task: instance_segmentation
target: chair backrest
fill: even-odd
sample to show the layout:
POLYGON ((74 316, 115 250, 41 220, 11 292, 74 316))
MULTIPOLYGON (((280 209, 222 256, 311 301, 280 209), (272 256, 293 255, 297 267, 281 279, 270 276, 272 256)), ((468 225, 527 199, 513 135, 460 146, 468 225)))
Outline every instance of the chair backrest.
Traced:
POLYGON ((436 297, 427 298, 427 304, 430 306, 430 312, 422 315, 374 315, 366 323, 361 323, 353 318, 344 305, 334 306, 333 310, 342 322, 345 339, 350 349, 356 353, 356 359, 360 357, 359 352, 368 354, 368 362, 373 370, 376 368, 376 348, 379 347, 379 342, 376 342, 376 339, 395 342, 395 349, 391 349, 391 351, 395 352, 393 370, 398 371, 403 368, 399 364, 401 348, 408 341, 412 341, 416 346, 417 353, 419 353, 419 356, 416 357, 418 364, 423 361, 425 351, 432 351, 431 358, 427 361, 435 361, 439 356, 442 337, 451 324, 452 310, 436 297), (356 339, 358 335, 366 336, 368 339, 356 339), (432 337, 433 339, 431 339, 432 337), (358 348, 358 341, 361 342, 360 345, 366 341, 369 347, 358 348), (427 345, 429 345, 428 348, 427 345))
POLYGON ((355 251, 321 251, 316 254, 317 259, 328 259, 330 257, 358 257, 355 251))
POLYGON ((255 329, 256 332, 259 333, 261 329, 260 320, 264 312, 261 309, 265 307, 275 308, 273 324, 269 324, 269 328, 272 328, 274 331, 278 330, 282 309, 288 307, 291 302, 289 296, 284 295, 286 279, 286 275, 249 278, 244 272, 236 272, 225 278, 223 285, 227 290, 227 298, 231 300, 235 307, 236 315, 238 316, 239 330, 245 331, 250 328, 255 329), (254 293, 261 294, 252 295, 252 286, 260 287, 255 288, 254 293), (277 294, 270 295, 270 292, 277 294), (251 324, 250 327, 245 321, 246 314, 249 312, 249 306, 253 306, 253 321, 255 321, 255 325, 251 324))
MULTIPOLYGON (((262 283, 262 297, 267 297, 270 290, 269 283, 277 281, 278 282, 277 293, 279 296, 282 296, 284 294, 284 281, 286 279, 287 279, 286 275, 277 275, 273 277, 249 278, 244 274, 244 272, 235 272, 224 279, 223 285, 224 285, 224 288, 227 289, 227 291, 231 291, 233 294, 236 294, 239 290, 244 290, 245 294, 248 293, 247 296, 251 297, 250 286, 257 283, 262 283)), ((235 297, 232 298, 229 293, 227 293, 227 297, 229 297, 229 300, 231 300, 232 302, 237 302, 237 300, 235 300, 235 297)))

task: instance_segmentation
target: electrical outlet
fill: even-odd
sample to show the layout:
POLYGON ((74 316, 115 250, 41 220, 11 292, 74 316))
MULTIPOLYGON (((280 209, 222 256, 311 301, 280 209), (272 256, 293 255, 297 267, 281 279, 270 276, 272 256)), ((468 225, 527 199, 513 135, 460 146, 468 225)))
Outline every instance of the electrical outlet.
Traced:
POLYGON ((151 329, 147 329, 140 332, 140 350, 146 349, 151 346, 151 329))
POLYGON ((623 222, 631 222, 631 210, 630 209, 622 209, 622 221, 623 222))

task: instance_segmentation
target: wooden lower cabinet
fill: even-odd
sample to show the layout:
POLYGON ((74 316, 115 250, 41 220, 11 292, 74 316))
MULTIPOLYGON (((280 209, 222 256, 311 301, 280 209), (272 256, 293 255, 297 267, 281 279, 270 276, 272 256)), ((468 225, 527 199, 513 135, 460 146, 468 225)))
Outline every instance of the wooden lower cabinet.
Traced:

-- Required action --
Every line in the records has to be written out again exactly.

-- Answer section --
task: instance_segmentation
target: chair backrest
fill: even-odd
sample to show the layout:
POLYGON ((74 316, 115 250, 41 220, 11 292, 74 316))
MULTIPOLYGON (((280 209, 222 256, 311 301, 280 209), (272 256, 293 255, 297 267, 281 279, 270 276, 272 256)), ((468 225, 527 199, 513 135, 460 146, 468 225)))
Outline every instance of the chair backrest.
Traced:
POLYGON ((436 297, 427 298, 427 304, 430 306, 430 312, 422 315, 374 315, 366 323, 361 323, 353 318, 344 305, 334 306, 333 310, 342 322, 345 339, 350 349, 356 353, 356 359, 360 357, 359 352, 368 354, 368 362, 373 370, 376 368, 376 348, 379 347, 379 342, 376 342, 376 339, 395 342, 395 349, 391 349, 391 351, 395 352, 393 370, 398 371, 403 368, 399 364, 401 348, 408 341, 412 341, 416 346, 417 353, 419 353, 419 356, 416 357, 418 364, 423 361, 425 351, 432 351, 431 358, 427 361, 435 361, 439 356, 442 337, 451 324, 452 310, 436 297), (356 339, 358 335, 366 336, 368 339, 356 339), (432 337, 433 339, 431 339, 432 337), (358 348, 358 341, 361 342, 360 345, 366 341, 369 347, 358 348), (427 345, 429 345, 428 348, 427 345))
POLYGON ((355 251, 321 251, 316 254, 317 259, 328 259, 330 257, 358 257, 355 251))
POLYGON ((255 329, 256 332, 259 333, 261 329, 260 320, 264 312, 261 309, 265 307, 275 308, 273 324, 269 324, 269 328, 272 328, 274 331, 278 330, 282 309, 288 307, 291 302, 289 296, 284 295, 286 279, 286 275, 249 278, 244 272, 236 272, 225 278, 223 285, 227 290, 227 298, 231 300, 235 307, 236 315, 238 316, 239 330, 245 331, 250 328, 255 329), (254 293, 261 294, 252 295, 252 286, 260 287, 255 288, 254 293), (277 294, 270 295, 270 292, 277 294), (251 324, 250 327, 245 321, 246 314, 249 312, 249 306, 253 306, 253 321, 255 321, 255 325, 251 324))
MULTIPOLYGON (((262 283, 262 297, 267 297, 270 290, 269 283, 277 281, 278 282, 277 293, 279 296, 282 296, 284 294, 284 281, 286 279, 287 279, 286 275, 277 275, 273 277, 249 278, 244 274, 244 272, 235 272, 224 279, 223 285, 224 285, 224 288, 227 289, 227 291, 231 291, 233 294, 236 294, 239 290, 244 290, 245 294, 248 293, 247 296, 251 297, 250 286, 257 283, 262 283)), ((235 297, 232 298, 229 293, 227 293, 227 297, 229 297, 229 300, 231 300, 232 302, 237 302, 237 300, 235 300, 235 297)))

task: instance_segmentation
target: electrical outlet
fill: even-odd
sample to show the layout:
POLYGON ((74 316, 115 250, 41 220, 11 292, 74 316))
MULTIPOLYGON (((280 209, 222 256, 311 301, 280 209), (272 256, 293 255, 297 267, 281 279, 270 276, 272 256)), ((468 225, 527 199, 513 135, 460 146, 468 225)))
Outline every instance of the electrical outlet.
Traced:
POLYGON ((151 329, 147 329, 140 332, 140 350, 146 349, 151 346, 151 329))
POLYGON ((623 222, 631 222, 631 210, 630 209, 622 209, 622 221, 623 222))

task: instance_segmentation
target: wooden lower cabinet
fill: even-odd
sample to show the layout:
POLYGON ((74 316, 115 250, 41 220, 11 292, 74 316))
MULTIPOLYGON (((280 209, 222 256, 311 301, 280 209), (272 256, 293 255, 297 267, 281 279, 270 276, 272 256)), ((468 225, 527 199, 513 135, 460 146, 468 225)))
Outline every instance of the wooden lower cabinet.
Traced:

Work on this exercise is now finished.